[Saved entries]

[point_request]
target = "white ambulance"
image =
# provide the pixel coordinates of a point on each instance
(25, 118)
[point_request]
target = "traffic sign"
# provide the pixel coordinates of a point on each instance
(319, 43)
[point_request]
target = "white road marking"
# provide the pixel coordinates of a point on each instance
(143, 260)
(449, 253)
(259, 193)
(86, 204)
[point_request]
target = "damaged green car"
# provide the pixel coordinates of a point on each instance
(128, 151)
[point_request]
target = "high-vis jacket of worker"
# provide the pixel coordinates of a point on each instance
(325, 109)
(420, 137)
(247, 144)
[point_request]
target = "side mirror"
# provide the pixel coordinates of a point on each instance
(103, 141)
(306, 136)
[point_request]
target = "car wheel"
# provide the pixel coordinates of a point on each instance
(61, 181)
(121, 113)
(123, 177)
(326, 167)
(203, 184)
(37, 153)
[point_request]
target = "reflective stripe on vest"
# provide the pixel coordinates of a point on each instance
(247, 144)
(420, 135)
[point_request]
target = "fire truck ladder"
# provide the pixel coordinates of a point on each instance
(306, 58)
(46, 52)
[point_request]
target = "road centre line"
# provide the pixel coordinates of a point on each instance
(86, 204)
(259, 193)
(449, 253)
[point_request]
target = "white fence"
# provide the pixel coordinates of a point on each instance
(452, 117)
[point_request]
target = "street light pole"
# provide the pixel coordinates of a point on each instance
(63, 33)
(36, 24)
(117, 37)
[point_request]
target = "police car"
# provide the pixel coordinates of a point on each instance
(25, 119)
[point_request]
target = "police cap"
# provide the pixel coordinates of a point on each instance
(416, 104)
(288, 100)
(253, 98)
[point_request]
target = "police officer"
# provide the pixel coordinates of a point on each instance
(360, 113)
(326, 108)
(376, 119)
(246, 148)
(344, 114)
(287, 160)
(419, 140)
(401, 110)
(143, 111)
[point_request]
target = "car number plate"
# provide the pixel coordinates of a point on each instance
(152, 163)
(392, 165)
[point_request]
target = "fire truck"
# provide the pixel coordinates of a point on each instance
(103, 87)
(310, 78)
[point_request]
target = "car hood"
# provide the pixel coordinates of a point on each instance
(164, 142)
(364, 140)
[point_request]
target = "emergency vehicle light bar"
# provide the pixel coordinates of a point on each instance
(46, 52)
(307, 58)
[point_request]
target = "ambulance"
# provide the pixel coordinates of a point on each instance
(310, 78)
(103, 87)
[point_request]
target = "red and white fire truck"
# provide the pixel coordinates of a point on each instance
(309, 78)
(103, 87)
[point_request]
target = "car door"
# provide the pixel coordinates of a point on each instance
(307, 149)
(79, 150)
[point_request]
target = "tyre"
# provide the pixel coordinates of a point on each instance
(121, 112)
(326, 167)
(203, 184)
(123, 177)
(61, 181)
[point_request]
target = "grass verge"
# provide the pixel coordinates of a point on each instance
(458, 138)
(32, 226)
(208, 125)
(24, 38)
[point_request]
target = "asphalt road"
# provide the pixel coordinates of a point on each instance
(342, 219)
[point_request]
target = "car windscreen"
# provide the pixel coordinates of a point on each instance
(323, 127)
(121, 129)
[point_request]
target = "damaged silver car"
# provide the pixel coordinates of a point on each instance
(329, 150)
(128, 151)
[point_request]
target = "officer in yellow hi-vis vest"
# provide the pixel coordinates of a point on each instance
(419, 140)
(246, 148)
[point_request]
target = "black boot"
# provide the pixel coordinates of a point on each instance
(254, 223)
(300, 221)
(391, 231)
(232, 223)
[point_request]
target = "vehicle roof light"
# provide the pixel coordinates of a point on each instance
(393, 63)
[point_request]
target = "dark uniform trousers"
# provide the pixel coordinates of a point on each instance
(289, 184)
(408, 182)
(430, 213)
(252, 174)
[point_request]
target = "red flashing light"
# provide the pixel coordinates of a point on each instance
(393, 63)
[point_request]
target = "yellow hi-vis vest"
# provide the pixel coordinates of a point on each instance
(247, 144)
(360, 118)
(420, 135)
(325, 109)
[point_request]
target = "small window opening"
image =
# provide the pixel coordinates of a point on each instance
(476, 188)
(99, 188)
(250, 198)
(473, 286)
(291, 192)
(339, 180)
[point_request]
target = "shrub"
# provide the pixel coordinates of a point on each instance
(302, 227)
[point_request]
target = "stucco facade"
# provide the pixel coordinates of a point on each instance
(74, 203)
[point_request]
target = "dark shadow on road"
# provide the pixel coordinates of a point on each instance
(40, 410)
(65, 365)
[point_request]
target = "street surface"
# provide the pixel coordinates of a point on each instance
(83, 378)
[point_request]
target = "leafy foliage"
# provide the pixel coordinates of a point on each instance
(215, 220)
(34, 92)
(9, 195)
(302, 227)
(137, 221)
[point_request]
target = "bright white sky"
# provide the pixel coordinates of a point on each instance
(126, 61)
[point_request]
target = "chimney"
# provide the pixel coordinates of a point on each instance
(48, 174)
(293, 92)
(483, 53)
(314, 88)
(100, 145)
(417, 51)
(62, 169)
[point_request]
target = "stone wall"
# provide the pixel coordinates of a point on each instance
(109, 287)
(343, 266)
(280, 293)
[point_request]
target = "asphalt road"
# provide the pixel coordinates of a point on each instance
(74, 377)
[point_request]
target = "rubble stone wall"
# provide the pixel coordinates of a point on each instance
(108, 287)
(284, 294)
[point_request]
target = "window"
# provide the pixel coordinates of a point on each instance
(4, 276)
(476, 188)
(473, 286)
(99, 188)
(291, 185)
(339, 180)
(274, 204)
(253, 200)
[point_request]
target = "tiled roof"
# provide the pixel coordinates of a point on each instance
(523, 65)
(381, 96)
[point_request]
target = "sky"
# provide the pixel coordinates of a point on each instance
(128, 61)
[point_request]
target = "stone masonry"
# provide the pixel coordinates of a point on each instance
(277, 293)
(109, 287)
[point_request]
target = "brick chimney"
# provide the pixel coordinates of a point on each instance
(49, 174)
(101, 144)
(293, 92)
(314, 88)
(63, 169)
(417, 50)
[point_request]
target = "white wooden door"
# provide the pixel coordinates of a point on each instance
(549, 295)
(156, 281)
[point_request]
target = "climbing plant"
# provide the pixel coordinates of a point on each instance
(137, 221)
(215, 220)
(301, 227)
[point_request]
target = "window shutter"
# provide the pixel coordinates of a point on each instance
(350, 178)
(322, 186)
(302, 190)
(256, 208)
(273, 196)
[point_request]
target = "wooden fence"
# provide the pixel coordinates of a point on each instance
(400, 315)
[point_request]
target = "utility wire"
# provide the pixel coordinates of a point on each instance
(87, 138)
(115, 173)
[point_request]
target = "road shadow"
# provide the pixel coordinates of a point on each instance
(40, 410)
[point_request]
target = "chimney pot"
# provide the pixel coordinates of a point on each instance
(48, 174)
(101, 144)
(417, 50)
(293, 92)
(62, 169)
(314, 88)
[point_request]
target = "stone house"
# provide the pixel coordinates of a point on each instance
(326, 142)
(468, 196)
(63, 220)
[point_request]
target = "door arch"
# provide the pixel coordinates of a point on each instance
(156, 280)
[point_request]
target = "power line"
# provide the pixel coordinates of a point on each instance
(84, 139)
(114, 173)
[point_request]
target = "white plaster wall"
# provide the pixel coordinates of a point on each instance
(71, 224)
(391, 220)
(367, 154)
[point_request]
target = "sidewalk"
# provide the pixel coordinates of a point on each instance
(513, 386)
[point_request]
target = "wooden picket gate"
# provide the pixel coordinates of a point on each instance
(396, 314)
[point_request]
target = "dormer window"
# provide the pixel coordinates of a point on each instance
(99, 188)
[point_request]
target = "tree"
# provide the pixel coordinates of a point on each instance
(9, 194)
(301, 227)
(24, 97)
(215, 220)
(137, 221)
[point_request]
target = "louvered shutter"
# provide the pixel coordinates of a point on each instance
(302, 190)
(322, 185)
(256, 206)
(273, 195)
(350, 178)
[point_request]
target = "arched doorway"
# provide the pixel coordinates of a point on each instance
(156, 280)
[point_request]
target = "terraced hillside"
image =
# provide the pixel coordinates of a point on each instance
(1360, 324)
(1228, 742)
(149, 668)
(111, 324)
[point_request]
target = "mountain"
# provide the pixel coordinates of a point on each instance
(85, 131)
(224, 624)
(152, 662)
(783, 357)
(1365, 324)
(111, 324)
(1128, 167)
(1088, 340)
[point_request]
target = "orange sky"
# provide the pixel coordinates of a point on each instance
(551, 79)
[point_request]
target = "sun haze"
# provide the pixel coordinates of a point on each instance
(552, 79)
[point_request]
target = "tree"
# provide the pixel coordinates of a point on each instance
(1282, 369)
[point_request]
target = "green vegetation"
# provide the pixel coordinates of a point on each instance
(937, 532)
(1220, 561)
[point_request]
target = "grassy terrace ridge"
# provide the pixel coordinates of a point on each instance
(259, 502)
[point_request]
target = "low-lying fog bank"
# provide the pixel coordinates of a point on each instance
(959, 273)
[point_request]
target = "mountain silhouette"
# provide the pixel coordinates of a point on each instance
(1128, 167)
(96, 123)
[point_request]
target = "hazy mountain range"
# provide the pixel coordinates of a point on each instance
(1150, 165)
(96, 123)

> [Exercise objective] Your task is to copy every line of the entries that contains the string "street".

> [Response below]
target = "street light pole"
target = "street surface"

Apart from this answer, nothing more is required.